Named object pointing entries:
================================

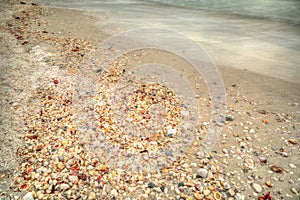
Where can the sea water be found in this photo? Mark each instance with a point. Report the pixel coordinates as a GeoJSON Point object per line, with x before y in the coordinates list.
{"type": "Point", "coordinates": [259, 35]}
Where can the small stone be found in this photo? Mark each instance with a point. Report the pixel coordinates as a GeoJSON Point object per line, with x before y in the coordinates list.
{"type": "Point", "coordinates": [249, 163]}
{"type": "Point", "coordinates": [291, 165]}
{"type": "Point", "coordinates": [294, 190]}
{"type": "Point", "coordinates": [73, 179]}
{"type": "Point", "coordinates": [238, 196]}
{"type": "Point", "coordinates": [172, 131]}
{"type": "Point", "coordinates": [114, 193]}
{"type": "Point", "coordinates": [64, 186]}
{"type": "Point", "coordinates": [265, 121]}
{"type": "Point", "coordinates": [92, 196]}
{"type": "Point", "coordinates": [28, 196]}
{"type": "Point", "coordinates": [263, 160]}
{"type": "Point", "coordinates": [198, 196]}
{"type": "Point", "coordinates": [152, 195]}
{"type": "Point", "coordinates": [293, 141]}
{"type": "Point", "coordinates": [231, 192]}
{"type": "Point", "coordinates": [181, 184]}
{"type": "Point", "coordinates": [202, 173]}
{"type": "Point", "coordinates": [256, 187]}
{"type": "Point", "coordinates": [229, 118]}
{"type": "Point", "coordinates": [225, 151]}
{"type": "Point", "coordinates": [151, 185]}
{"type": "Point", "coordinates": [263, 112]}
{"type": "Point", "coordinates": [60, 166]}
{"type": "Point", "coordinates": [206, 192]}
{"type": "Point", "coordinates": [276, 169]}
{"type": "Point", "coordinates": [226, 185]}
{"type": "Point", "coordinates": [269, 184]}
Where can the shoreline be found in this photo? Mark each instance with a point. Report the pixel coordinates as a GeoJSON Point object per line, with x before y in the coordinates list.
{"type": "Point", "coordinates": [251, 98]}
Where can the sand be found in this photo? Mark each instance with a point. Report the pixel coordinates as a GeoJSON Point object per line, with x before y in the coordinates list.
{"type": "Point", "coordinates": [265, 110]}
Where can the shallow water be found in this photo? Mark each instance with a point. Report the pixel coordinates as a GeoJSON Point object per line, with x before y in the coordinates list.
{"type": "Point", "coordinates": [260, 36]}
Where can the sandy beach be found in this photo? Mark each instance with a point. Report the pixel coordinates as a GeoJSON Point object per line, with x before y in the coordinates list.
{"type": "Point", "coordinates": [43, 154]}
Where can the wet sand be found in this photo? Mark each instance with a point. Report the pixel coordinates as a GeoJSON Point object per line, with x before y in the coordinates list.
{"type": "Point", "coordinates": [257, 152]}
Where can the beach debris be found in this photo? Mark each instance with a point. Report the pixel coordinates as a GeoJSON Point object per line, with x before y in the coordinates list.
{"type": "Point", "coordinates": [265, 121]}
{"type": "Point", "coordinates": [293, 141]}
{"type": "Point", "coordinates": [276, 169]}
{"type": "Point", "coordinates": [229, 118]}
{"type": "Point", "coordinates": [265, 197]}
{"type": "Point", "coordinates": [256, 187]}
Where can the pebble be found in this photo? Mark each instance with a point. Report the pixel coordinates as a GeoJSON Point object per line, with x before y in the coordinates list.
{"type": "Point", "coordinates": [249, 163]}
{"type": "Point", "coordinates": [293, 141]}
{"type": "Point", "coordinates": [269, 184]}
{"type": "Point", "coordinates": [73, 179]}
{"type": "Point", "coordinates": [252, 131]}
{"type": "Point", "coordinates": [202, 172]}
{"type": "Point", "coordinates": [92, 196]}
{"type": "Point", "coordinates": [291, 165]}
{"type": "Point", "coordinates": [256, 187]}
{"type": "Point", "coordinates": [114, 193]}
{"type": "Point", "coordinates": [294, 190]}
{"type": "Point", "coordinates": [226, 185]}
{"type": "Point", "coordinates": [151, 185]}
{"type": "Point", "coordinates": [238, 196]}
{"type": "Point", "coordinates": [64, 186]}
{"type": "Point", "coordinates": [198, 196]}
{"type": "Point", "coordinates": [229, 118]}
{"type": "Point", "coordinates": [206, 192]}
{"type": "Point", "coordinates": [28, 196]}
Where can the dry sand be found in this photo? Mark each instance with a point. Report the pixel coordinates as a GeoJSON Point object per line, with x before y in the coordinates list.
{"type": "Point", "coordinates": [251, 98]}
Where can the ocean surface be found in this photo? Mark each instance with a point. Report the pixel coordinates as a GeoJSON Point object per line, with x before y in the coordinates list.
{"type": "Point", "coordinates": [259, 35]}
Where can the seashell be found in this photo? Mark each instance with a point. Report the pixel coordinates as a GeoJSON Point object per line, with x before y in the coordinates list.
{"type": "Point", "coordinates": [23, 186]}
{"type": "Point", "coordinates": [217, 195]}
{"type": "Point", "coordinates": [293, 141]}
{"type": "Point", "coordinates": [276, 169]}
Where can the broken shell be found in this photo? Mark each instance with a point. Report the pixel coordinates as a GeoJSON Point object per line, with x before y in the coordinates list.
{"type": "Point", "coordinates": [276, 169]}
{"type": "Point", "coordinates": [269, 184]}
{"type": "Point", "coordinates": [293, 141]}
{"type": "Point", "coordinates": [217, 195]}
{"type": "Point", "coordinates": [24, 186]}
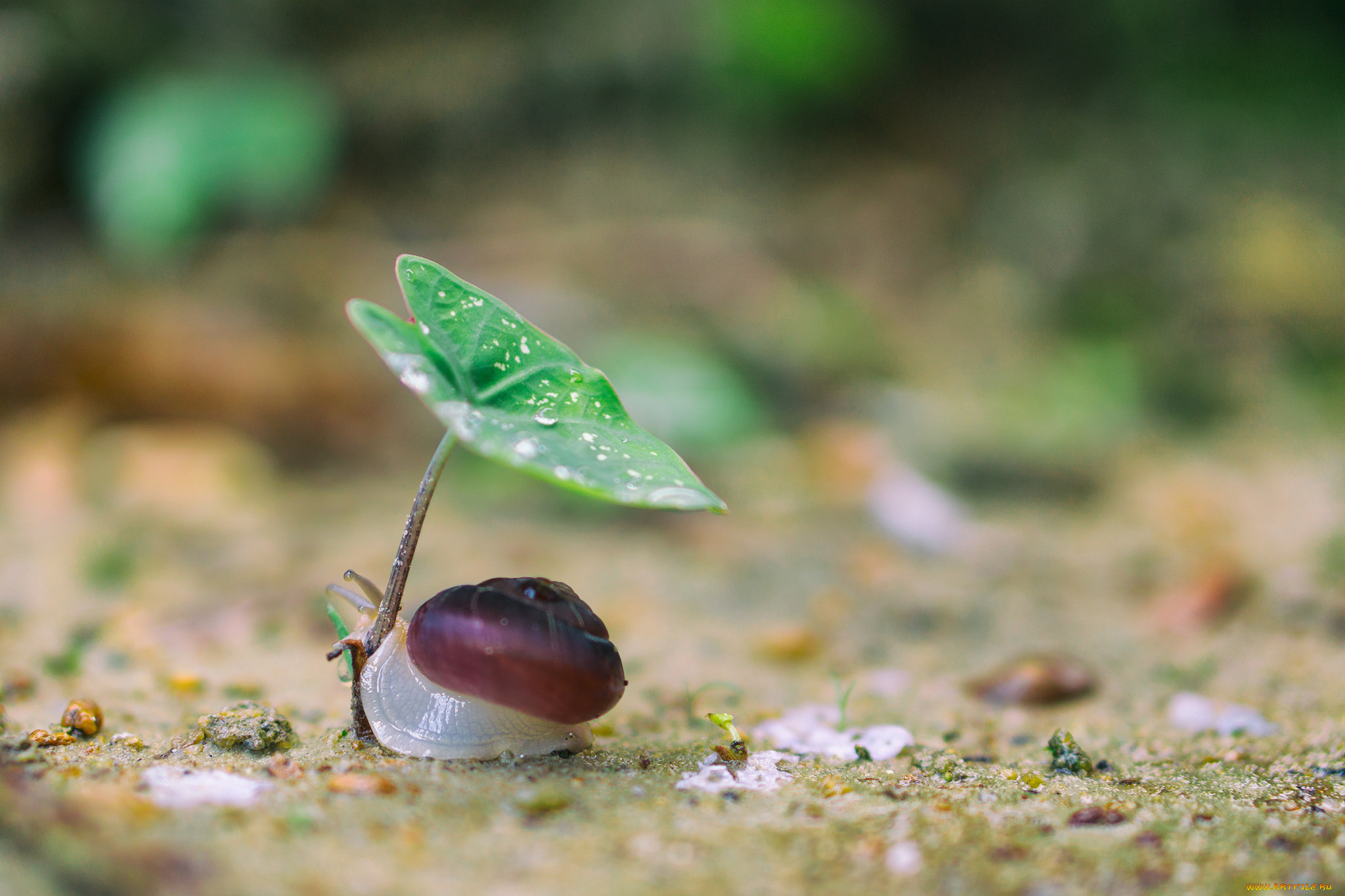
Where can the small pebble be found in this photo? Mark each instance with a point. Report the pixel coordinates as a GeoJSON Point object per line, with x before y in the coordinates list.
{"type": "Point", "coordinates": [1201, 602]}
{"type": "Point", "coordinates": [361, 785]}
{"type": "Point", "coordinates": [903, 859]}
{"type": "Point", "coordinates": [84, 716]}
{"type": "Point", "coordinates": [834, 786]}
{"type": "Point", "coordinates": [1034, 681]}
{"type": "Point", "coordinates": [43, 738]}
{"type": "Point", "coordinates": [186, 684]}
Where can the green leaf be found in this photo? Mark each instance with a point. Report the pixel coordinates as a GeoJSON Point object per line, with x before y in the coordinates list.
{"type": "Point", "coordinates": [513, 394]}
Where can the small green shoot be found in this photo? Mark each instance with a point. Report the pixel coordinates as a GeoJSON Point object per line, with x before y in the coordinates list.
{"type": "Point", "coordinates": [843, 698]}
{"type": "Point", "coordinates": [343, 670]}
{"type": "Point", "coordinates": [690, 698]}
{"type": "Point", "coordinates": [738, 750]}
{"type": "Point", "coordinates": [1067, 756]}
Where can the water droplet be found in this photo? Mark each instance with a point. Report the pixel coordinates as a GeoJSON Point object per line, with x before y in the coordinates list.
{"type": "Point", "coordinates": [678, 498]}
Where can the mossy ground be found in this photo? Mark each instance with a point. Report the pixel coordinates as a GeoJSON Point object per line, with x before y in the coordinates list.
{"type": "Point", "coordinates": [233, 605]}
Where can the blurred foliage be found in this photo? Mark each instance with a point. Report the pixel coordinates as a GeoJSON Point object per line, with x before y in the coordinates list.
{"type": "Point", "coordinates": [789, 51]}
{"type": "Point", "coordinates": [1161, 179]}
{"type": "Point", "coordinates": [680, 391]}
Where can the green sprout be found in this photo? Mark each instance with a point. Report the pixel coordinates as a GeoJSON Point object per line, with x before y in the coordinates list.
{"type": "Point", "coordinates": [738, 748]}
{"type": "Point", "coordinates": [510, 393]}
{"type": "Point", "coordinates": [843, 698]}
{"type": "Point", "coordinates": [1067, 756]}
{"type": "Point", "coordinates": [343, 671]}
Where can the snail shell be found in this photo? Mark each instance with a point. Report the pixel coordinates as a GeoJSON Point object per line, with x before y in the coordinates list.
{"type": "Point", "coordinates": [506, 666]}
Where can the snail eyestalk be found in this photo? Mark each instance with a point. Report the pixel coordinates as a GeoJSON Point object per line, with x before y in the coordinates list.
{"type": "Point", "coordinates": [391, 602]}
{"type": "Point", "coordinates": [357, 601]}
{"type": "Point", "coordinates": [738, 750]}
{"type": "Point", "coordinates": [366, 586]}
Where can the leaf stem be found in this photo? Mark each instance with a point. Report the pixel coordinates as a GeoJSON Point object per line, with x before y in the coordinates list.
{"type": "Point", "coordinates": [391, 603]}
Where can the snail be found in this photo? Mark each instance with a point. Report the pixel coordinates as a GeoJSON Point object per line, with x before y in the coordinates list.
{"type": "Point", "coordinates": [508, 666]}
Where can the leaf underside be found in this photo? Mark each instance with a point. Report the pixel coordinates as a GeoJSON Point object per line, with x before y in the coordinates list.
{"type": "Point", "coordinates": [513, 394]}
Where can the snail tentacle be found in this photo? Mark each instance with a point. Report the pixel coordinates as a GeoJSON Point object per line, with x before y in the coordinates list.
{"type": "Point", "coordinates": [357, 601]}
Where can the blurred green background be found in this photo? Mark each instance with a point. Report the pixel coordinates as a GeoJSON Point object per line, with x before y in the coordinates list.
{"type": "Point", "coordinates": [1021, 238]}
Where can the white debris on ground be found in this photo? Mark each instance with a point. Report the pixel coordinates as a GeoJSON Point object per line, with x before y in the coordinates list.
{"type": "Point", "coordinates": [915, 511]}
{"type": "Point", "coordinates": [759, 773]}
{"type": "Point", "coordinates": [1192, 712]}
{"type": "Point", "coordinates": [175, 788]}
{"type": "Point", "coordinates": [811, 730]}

================================

◆ **WRITTEN REQUEST**
Copy out every line from the one containing "Where can the leaf stem" to the end of the material, both ends included.

◆ **OUTPUT**
Where can the leaf stem be found in this photo? Mark each instance with a point. Report the pixel coordinates as a GeoJSON Point object per line, with x before y in the coordinates list.
{"type": "Point", "coordinates": [391, 603]}
Where can the snail be found in this photo? Mark each instance with a point. Report the pixel coordinates as a GeoJSON Point object per line, with x before y in the coordinates list.
{"type": "Point", "coordinates": [508, 666]}
Where can the leaf underside be found in this photo? Mark each instance with a point. Report the pixel coordinates as a GeoJSON Point object per line, with x before y in the coordinates list.
{"type": "Point", "coordinates": [513, 394]}
Where can the snail tentacle be found in this photo? Mark each instance with a point. Report the pixel coordinates as a GeoJSON Point object per line, with x before y in the coordinates list.
{"type": "Point", "coordinates": [357, 601]}
Where can the blurred green background be found in this photo? Mark each instance with a point. Report the pixel coordinates as a GeoJSON Point object per line, with x before y in the coordinates list.
{"type": "Point", "coordinates": [1021, 238]}
Where can the white debris on ground be found in this photo? Mark each instance with a point. Report the pixel coordinates as a GeoJSON Point object per line, with x before y in the coordinates list.
{"type": "Point", "coordinates": [915, 511]}
{"type": "Point", "coordinates": [759, 773]}
{"type": "Point", "coordinates": [1192, 712]}
{"type": "Point", "coordinates": [175, 788]}
{"type": "Point", "coordinates": [811, 730]}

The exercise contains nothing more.